▸ **Exercise**:
Copy every line of the following data that includes the string "sneaker".

▸ **Natural language region descriptions**:
Segment Open
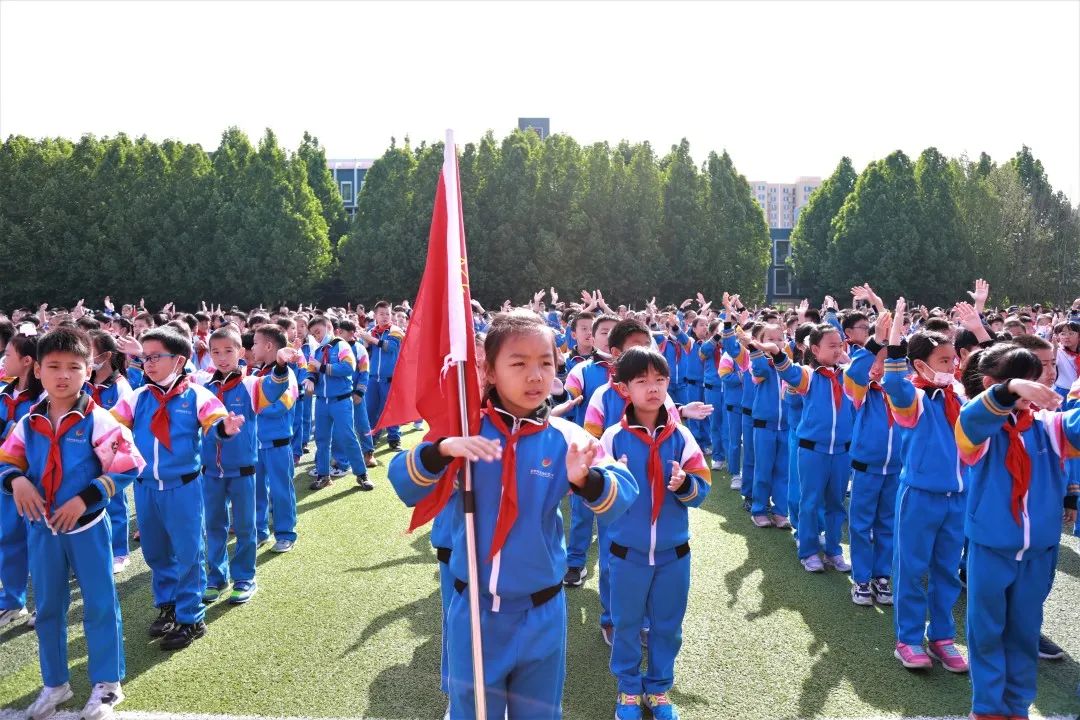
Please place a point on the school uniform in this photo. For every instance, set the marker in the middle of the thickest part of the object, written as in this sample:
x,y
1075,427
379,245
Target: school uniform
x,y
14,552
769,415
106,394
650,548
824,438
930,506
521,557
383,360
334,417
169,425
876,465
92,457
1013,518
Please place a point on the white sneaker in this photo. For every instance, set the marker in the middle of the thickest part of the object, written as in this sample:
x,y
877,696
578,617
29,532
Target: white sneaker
Segment Closed
▸ **Answer to the exercise**:
Please place a point on the white sneaker in this photo. For every instance, set the marker in the middle of the thickest part of the object, written as in this sample:
Target: white sneaker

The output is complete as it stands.